### Task description:
Repeat everything from the line containing "dark water in the scene depicted above." down to the end of the data below, word for word. Omit the pictures.

Bounding box data excerpts
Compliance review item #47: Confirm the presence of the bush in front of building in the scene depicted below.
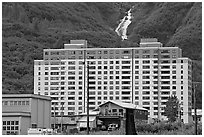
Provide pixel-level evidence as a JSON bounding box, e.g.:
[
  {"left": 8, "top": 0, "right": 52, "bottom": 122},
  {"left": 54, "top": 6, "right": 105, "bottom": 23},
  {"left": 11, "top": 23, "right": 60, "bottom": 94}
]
[{"left": 136, "top": 122, "right": 202, "bottom": 135}]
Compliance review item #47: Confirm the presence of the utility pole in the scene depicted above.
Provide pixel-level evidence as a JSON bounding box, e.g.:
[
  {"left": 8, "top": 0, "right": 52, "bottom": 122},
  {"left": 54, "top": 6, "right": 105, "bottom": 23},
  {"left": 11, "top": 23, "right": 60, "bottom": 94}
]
[
  {"left": 87, "top": 62, "right": 89, "bottom": 135},
  {"left": 157, "top": 47, "right": 161, "bottom": 121},
  {"left": 193, "top": 82, "right": 197, "bottom": 135}
]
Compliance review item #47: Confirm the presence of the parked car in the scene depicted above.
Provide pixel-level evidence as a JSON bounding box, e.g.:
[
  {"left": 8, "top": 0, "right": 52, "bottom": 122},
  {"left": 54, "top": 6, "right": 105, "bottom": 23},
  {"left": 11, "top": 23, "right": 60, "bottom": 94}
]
[
  {"left": 101, "top": 125, "right": 107, "bottom": 131},
  {"left": 108, "top": 124, "right": 118, "bottom": 131}
]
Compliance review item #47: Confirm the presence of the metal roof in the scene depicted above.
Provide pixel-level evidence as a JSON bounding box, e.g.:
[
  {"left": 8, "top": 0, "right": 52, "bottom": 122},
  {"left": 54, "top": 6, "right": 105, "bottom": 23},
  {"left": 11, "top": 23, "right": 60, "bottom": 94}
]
[
  {"left": 78, "top": 116, "right": 96, "bottom": 122},
  {"left": 2, "top": 94, "right": 51, "bottom": 101}
]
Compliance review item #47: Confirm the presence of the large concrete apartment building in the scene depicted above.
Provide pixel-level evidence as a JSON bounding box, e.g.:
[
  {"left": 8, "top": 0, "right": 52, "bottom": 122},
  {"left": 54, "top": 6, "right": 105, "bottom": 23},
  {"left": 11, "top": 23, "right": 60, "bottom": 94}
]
[{"left": 34, "top": 38, "right": 192, "bottom": 123}]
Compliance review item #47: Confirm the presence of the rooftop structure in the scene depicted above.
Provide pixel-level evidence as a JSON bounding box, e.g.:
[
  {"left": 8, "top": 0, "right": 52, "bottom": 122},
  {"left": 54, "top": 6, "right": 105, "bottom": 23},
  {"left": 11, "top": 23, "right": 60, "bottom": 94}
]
[{"left": 34, "top": 39, "right": 192, "bottom": 123}]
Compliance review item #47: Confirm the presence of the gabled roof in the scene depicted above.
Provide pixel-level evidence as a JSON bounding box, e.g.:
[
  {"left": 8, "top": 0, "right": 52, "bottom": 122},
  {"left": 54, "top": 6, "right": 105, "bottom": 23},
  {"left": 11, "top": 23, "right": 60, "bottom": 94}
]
[
  {"left": 99, "top": 100, "right": 147, "bottom": 110},
  {"left": 79, "top": 111, "right": 100, "bottom": 115}
]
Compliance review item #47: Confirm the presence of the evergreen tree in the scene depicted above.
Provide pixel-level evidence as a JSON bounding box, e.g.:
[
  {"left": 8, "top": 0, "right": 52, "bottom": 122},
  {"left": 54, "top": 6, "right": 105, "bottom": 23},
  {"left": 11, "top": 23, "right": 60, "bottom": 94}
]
[{"left": 164, "top": 95, "right": 179, "bottom": 122}]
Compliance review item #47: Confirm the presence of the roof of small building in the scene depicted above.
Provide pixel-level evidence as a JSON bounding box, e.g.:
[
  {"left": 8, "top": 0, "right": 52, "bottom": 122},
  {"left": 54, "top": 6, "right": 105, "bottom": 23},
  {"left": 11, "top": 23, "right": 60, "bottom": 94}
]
[
  {"left": 2, "top": 94, "right": 51, "bottom": 100},
  {"left": 79, "top": 111, "right": 100, "bottom": 115},
  {"left": 99, "top": 100, "right": 147, "bottom": 110}
]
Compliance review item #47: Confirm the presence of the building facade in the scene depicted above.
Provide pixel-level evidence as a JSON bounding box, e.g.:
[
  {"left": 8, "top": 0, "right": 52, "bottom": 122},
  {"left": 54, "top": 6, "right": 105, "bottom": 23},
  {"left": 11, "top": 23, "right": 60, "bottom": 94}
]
[
  {"left": 2, "top": 94, "right": 51, "bottom": 135},
  {"left": 34, "top": 39, "right": 192, "bottom": 123}
]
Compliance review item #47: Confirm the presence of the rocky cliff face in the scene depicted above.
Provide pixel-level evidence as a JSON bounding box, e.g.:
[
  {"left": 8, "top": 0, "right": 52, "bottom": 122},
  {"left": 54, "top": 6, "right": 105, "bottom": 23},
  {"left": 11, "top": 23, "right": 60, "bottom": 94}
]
[{"left": 2, "top": 2, "right": 202, "bottom": 108}]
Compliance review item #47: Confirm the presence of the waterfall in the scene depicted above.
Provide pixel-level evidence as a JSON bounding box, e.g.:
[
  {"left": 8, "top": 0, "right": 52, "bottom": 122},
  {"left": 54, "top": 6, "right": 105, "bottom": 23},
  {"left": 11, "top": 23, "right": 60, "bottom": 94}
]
[{"left": 115, "top": 7, "right": 134, "bottom": 40}]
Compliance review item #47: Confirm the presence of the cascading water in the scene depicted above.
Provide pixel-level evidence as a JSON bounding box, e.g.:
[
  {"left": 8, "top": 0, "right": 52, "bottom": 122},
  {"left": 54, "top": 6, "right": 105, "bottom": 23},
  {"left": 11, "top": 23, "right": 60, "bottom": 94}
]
[{"left": 115, "top": 7, "right": 134, "bottom": 40}]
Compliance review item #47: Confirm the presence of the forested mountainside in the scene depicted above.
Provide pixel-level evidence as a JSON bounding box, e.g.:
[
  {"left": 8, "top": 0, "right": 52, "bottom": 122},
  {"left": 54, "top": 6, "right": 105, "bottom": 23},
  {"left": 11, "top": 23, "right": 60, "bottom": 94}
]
[{"left": 2, "top": 2, "right": 202, "bottom": 107}]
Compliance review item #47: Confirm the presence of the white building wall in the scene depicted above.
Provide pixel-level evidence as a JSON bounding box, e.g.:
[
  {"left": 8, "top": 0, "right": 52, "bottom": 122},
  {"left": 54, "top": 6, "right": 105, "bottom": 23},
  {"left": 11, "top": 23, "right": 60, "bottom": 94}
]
[{"left": 34, "top": 41, "right": 193, "bottom": 123}]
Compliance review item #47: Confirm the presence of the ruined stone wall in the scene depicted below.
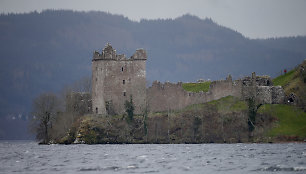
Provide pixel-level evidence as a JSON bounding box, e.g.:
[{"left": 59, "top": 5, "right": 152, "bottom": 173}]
[
  {"left": 147, "top": 78, "right": 241, "bottom": 112},
  {"left": 92, "top": 44, "right": 146, "bottom": 115},
  {"left": 239, "top": 73, "right": 285, "bottom": 104},
  {"left": 147, "top": 73, "right": 285, "bottom": 112},
  {"left": 66, "top": 92, "right": 92, "bottom": 115}
]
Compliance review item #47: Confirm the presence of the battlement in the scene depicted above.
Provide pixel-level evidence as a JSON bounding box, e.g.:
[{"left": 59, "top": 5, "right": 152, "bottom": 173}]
[{"left": 92, "top": 43, "right": 147, "bottom": 61}]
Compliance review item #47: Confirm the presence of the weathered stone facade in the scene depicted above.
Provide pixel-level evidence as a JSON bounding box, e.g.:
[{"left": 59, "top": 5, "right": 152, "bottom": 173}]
[
  {"left": 66, "top": 92, "right": 92, "bottom": 115},
  {"left": 147, "top": 73, "right": 285, "bottom": 111},
  {"left": 92, "top": 44, "right": 147, "bottom": 115}
]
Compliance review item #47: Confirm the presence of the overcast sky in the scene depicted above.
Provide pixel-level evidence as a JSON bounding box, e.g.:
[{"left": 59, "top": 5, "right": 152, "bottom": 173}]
[{"left": 0, "top": 0, "right": 306, "bottom": 38}]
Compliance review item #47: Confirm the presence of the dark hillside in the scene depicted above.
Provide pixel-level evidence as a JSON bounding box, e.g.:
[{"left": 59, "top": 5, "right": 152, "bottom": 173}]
[{"left": 0, "top": 10, "right": 306, "bottom": 139}]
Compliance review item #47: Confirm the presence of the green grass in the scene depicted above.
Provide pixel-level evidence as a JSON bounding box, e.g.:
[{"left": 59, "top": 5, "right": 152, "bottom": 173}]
[
  {"left": 258, "top": 104, "right": 306, "bottom": 139},
  {"left": 182, "top": 81, "right": 211, "bottom": 92},
  {"left": 272, "top": 69, "right": 296, "bottom": 86}
]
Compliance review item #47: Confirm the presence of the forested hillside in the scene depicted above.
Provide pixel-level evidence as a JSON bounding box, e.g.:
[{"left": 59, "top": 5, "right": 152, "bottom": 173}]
[{"left": 0, "top": 10, "right": 306, "bottom": 139}]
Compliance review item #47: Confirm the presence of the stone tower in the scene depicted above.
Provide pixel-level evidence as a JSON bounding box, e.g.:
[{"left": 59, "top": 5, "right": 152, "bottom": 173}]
[{"left": 92, "top": 44, "right": 147, "bottom": 115}]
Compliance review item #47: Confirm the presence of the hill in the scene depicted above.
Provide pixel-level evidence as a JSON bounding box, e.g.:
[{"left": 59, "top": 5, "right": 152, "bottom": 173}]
[{"left": 0, "top": 10, "right": 306, "bottom": 139}]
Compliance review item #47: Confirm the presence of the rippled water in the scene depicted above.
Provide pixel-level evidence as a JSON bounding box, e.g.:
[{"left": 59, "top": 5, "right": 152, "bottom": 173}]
[{"left": 0, "top": 141, "right": 306, "bottom": 174}]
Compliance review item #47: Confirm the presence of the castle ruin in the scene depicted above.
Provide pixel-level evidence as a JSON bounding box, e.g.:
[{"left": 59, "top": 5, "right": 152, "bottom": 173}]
[
  {"left": 92, "top": 44, "right": 147, "bottom": 115},
  {"left": 92, "top": 44, "right": 285, "bottom": 115}
]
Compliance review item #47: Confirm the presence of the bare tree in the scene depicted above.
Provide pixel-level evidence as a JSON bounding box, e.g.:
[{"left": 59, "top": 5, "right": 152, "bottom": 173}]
[{"left": 31, "top": 93, "right": 60, "bottom": 144}]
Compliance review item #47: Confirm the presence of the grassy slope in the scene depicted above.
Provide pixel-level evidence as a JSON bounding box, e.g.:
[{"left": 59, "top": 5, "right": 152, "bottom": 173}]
[
  {"left": 264, "top": 61, "right": 306, "bottom": 140},
  {"left": 258, "top": 104, "right": 306, "bottom": 140},
  {"left": 183, "top": 82, "right": 211, "bottom": 92},
  {"left": 178, "top": 96, "right": 248, "bottom": 113},
  {"left": 273, "top": 61, "right": 306, "bottom": 96}
]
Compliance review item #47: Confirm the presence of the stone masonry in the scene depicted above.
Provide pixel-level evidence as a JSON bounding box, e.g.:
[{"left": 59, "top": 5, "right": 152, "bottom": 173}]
[
  {"left": 92, "top": 44, "right": 147, "bottom": 115},
  {"left": 147, "top": 73, "right": 285, "bottom": 112},
  {"left": 92, "top": 44, "right": 285, "bottom": 115}
]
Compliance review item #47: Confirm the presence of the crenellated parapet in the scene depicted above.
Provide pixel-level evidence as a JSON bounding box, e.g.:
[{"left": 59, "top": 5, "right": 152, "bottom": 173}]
[
  {"left": 92, "top": 43, "right": 147, "bottom": 115},
  {"left": 93, "top": 43, "right": 147, "bottom": 61}
]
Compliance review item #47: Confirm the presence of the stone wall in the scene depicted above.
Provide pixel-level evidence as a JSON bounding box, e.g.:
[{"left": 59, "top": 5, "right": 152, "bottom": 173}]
[
  {"left": 147, "top": 76, "right": 241, "bottom": 112},
  {"left": 66, "top": 92, "right": 92, "bottom": 115},
  {"left": 147, "top": 73, "right": 285, "bottom": 112},
  {"left": 92, "top": 44, "right": 147, "bottom": 115}
]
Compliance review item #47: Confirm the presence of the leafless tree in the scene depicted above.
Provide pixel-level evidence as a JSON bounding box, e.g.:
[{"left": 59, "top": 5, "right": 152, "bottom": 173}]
[{"left": 31, "top": 93, "right": 61, "bottom": 144}]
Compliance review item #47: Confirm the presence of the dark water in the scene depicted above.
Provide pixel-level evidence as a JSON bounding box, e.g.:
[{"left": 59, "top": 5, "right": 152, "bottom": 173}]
[{"left": 0, "top": 141, "right": 306, "bottom": 174}]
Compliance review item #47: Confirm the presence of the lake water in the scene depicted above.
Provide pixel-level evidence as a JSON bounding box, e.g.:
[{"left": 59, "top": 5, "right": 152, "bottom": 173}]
[{"left": 0, "top": 141, "right": 306, "bottom": 174}]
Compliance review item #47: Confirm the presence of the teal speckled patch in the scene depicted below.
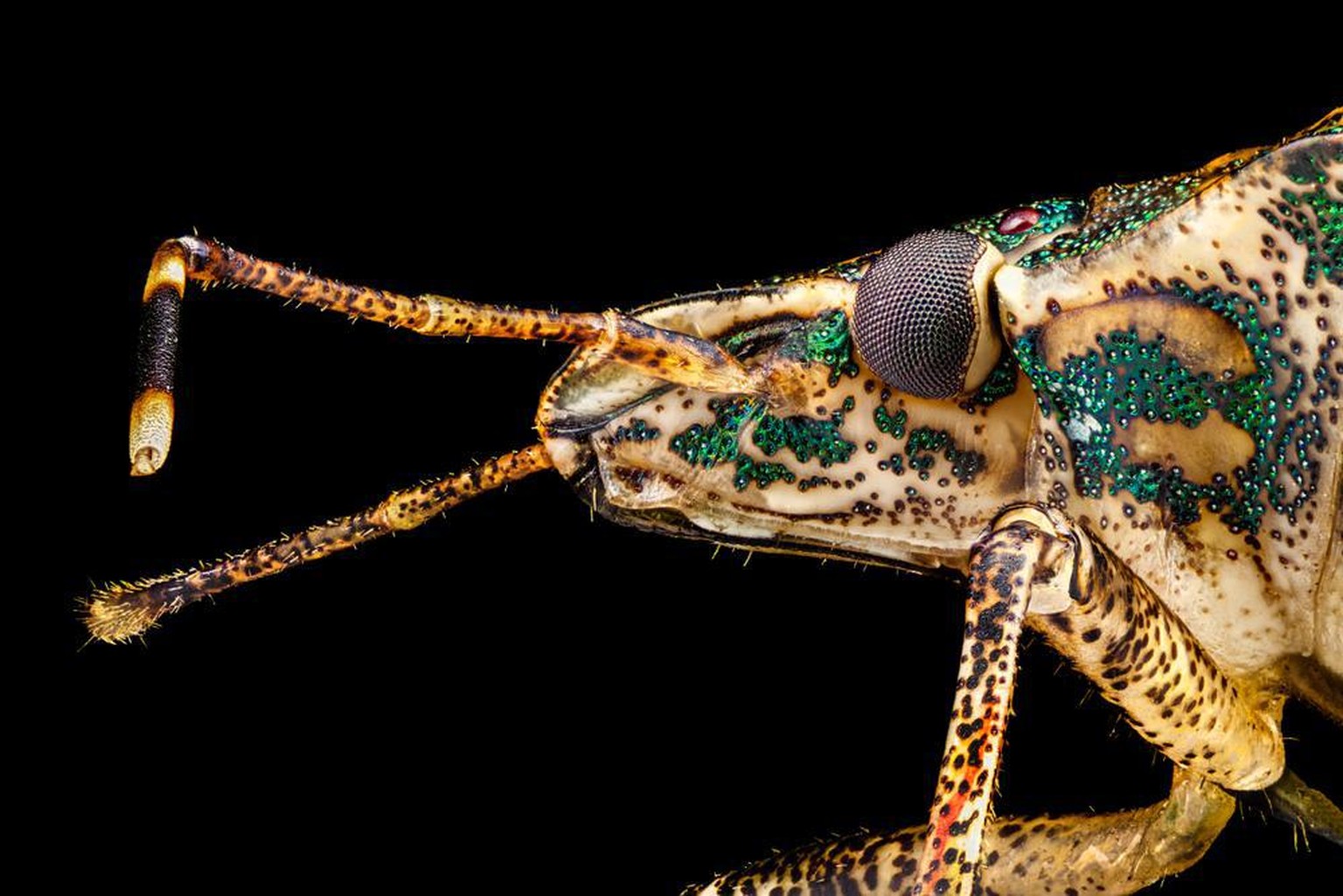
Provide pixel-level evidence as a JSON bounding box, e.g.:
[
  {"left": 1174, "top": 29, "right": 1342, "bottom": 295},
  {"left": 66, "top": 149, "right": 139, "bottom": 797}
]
[
  {"left": 1260, "top": 151, "right": 1343, "bottom": 286},
  {"left": 779, "top": 308, "right": 859, "bottom": 388},
  {"left": 672, "top": 398, "right": 859, "bottom": 491},
  {"left": 869, "top": 399, "right": 993, "bottom": 485},
  {"left": 1014, "top": 280, "right": 1326, "bottom": 533},
  {"left": 960, "top": 351, "right": 1019, "bottom": 413},
  {"left": 611, "top": 416, "right": 662, "bottom": 445}
]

### Full solution:
Compliance review item #47: Confirm the presence of the dark water in the scene depicted above.
Provide pixel-level evidence as a JSON bounding box, e.g.:
[{"left": 59, "top": 5, "right": 152, "bottom": 173}]
[{"left": 0, "top": 141, "right": 306, "bottom": 174}]
Compliance review item #47: Confirm the presence of the lake water in the scene depicted above.
Provide pixel-level evidence as a JSON bounding box, e.g.:
[{"left": 59, "top": 5, "right": 152, "bottom": 173}]
[{"left": 0, "top": 141, "right": 306, "bottom": 174}]
Compliance review item #47: Confirm the presence of the teal speckled patch in the scene depicted below.
Provide pixel-level evidence as a JSON bounding box, e.g.:
[
  {"left": 1174, "top": 29, "right": 1342, "bottom": 295},
  {"left": 66, "top": 149, "right": 139, "bottom": 797}
]
[
  {"left": 1260, "top": 151, "right": 1343, "bottom": 286},
  {"left": 779, "top": 308, "right": 859, "bottom": 388},
  {"left": 672, "top": 398, "right": 859, "bottom": 491},
  {"left": 869, "top": 399, "right": 993, "bottom": 485},
  {"left": 1014, "top": 280, "right": 1326, "bottom": 533},
  {"left": 960, "top": 351, "right": 1019, "bottom": 413},
  {"left": 611, "top": 416, "right": 662, "bottom": 445}
]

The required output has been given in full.